Sunday, August 23, 2015

Ohio's Heroin Epidemic

NPR goes to Marion:
Marion, Ohio, just north of Columbus, used to be an idyllic place to grow up.
Kelly Clixby and Beth Carey remember what it was like a generation ago, when they were young.
"I lived across the street from one of the big parks here," Clixby says. "We would rip n' run all day and all night and come in when the street lights were on."
"It was just a nice place to live," Carey says.
Today, Marion is different. It's grappling with a full-blown heroin epidemic, one that derailed Kelly Clixby's life and killed Beth Carey's twin sister.
This week on For The Record: one small town copes with the ravages of addiction.
Deaths from heroin have been skyrocketing over the last few years — among all age groups, across all races and in all regions of the U.S.
According to a recent study by the Centers for Disease Control, more than 8,000 Americans died of heroin-related overdoses in 2013 — nearly three times as many as died in 2010.
● ● ● ●
Work task 1 >> In the post on Ohio's heroin epidemic, how many Americans died of heroin-related overdoses in 2013, according to the Centers for Disease Control study?
Work task 2 >> Continue the post on Ohio's heroin epidemic from its last sentence.
The entries that come next are separate material and have no connection to the post on Ohio's heroin epidemic.

Data listing >>
● ● ● ●
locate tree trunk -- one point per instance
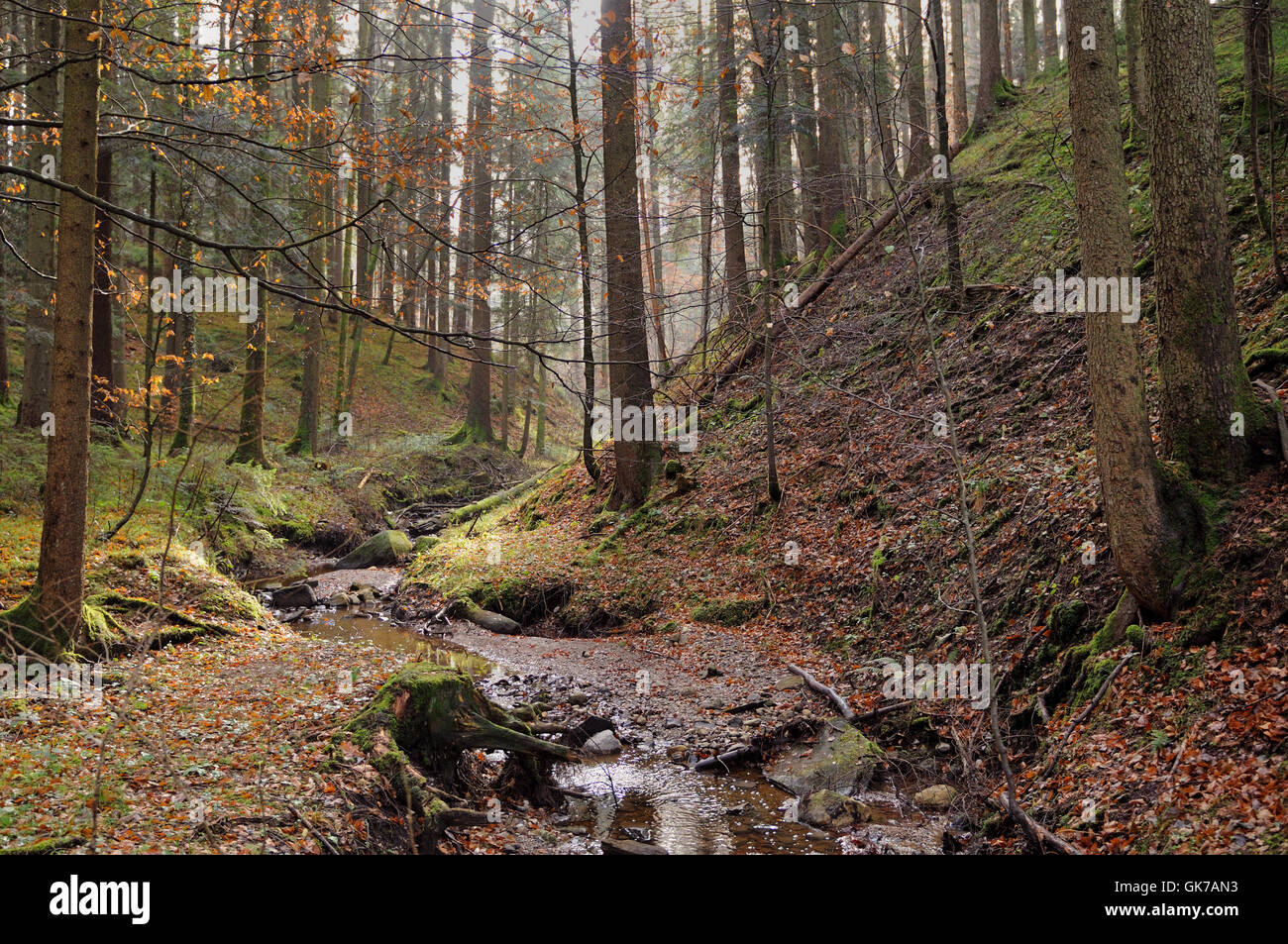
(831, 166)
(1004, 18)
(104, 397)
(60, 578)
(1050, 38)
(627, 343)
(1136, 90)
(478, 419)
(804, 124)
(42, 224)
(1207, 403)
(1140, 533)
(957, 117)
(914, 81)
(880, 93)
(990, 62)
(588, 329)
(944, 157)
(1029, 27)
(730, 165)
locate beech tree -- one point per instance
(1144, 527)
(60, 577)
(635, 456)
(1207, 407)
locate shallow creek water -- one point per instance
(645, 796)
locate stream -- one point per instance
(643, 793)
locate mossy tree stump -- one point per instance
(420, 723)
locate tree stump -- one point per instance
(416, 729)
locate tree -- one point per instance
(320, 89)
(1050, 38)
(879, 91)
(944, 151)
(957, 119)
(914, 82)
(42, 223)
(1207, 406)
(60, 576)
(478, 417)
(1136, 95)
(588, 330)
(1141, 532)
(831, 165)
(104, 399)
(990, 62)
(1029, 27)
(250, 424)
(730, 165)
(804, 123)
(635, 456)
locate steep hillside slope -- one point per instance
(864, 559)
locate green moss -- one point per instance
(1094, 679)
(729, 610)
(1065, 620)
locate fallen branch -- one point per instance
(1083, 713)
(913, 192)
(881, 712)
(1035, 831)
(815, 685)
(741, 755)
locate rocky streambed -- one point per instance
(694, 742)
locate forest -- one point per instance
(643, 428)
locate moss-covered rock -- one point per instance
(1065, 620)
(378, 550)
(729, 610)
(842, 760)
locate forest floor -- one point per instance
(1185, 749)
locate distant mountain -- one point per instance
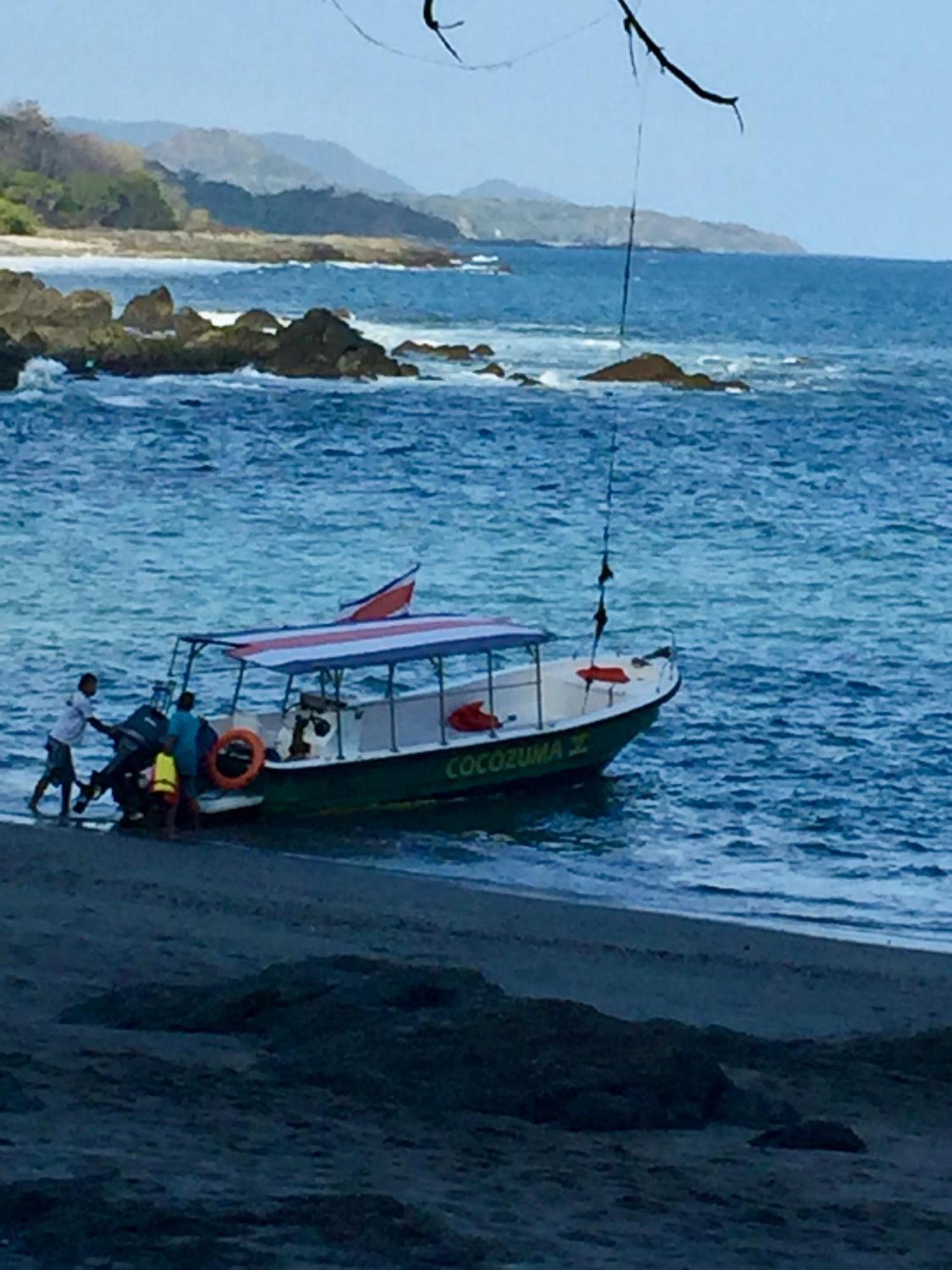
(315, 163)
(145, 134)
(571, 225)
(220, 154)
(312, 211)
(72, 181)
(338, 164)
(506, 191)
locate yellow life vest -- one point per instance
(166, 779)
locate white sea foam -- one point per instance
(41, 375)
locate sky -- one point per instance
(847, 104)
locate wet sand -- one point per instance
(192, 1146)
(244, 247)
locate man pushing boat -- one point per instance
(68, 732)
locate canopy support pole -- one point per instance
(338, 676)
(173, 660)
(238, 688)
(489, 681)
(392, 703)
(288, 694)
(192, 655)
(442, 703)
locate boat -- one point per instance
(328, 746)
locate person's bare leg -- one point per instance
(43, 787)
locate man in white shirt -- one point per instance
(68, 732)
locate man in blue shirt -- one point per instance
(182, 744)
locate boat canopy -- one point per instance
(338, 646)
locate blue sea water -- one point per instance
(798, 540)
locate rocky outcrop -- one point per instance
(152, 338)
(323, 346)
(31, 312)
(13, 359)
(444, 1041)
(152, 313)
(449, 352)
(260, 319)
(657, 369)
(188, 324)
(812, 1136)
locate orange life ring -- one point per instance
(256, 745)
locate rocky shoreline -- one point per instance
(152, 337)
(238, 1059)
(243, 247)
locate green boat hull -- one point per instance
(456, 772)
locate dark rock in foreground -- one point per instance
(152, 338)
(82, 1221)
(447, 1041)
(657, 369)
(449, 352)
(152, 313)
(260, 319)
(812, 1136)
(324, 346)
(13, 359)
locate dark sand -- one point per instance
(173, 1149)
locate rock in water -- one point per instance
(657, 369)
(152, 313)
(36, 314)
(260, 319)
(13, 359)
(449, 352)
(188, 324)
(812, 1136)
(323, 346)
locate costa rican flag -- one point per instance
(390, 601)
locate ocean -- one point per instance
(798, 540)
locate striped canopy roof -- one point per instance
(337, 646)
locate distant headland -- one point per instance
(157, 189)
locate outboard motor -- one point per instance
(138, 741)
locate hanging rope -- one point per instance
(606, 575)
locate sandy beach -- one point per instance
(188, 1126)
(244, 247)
● ● ● ●
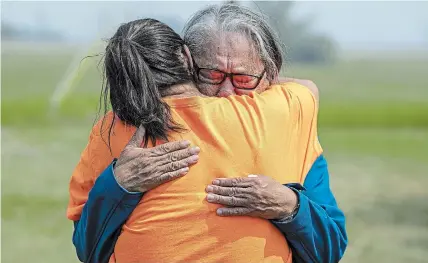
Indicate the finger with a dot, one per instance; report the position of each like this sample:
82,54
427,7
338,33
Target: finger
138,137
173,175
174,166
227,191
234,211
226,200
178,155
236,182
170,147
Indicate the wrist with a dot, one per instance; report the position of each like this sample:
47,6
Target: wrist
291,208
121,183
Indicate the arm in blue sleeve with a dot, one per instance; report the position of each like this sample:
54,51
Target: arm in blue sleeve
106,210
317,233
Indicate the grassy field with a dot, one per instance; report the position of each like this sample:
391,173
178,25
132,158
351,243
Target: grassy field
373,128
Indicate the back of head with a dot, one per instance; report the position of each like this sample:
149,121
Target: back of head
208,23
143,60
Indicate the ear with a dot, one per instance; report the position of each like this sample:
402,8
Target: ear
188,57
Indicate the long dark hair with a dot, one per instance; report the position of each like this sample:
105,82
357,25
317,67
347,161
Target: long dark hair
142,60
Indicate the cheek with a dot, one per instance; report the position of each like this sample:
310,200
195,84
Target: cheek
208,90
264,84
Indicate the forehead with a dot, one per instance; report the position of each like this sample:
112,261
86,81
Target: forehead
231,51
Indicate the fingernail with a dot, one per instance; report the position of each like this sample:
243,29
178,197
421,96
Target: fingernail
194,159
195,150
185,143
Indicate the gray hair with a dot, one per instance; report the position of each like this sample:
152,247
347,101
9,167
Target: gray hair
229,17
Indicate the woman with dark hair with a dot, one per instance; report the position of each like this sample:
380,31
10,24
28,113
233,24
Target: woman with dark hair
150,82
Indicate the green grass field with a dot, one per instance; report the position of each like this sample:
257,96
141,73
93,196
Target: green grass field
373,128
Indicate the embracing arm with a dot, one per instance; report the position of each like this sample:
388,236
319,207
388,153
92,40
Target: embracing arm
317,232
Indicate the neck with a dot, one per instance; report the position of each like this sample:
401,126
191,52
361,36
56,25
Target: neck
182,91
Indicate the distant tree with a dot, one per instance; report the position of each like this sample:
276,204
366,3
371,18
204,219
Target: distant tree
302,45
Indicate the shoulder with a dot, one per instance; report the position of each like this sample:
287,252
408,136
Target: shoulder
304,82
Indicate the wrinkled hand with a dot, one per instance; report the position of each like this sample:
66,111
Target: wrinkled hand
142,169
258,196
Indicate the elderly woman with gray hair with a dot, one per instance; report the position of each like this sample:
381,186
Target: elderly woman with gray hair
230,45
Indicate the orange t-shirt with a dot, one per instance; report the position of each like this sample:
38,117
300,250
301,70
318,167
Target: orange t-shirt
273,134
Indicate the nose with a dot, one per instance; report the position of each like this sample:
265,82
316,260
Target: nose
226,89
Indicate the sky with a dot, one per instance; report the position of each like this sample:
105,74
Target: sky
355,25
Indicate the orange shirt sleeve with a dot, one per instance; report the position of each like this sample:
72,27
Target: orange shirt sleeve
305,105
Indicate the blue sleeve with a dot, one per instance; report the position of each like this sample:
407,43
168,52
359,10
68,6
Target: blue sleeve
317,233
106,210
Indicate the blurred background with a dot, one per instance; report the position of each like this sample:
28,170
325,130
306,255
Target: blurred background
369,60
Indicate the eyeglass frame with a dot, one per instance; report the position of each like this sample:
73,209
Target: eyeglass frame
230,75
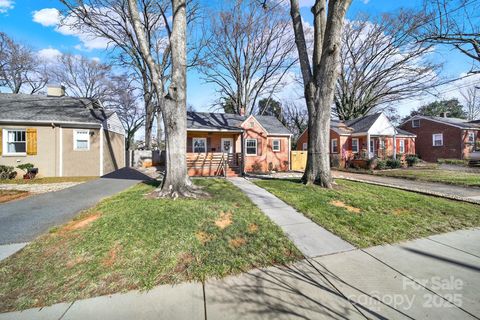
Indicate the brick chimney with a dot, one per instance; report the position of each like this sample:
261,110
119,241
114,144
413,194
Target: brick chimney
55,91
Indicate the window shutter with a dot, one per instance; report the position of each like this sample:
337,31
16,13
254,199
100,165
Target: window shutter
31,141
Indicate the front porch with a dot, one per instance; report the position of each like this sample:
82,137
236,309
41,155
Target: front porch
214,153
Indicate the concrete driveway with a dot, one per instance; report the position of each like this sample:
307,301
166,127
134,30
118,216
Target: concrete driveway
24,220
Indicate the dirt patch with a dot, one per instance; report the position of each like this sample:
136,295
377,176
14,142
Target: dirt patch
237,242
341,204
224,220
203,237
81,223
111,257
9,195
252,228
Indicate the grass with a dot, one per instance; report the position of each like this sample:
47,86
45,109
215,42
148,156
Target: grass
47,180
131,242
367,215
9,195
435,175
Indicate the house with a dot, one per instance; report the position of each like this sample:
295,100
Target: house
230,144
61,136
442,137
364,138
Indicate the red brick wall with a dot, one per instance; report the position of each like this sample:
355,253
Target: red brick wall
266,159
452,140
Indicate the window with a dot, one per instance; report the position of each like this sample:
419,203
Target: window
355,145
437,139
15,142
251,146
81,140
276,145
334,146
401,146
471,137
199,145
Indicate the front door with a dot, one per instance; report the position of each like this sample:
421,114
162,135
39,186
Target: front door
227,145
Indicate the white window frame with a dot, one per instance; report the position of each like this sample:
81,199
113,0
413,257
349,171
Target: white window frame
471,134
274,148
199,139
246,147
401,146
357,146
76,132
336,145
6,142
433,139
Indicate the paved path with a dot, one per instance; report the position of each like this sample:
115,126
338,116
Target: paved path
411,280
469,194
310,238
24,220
● ● ● ●
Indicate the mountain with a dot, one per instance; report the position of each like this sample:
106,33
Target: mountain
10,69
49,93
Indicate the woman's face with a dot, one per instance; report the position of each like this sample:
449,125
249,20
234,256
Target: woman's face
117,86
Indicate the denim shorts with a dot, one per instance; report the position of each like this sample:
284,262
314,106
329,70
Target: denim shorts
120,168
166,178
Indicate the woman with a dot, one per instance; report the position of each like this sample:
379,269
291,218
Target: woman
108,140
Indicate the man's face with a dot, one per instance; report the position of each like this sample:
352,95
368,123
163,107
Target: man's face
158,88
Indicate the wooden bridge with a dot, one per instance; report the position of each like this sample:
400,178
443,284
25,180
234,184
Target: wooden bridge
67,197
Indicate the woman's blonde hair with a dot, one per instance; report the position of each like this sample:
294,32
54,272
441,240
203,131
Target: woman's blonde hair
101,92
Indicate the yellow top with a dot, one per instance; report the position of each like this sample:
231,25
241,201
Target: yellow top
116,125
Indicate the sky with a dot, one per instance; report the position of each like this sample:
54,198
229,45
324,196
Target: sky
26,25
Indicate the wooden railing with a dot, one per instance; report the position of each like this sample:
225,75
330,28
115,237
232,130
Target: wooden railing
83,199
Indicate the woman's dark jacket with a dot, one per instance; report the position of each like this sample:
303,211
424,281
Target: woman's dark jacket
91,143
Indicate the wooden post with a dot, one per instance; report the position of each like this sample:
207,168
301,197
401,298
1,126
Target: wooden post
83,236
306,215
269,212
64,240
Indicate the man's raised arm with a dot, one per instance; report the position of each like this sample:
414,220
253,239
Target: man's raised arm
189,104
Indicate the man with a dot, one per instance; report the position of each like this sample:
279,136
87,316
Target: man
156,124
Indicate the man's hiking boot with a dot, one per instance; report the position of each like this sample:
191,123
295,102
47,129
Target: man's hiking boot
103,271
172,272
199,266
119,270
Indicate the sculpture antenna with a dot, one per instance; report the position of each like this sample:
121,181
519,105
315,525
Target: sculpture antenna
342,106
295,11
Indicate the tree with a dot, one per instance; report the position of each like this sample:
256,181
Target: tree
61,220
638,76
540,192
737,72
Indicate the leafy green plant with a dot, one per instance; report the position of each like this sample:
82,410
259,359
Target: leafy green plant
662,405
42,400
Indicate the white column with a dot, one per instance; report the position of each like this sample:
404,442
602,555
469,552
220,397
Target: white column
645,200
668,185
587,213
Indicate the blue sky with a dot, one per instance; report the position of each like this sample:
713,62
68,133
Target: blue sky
● ● ● ●
Answer 1 >> More than 8,000 Americans.

Answer 2 >>
But the risk hasn't dented demand. Heroin is cheap, abundant and accessible, and communities across the nation, from big cities to small rural towns, are struggling with the consequences.
In Marion, Ohio — once a thriving steel town — the trouble arrived around 2007, when the police started seeing balloons of heroin during routine traffic stops.
Since then, heroin has changed many lives in Marion. It took Chrystina Carey's.
One thing that seems to go hand-in-hand with heroin use: a poor job market in a struggling blue-collar town.  It is amazing how quickly oxycontin, meth and heroin have burned over vast regions of the Rust Belt and rural Midwest.  Twenty years ago, people in many of these places would have scoffed at the idea that heroin would take hold in their communities.  Not now.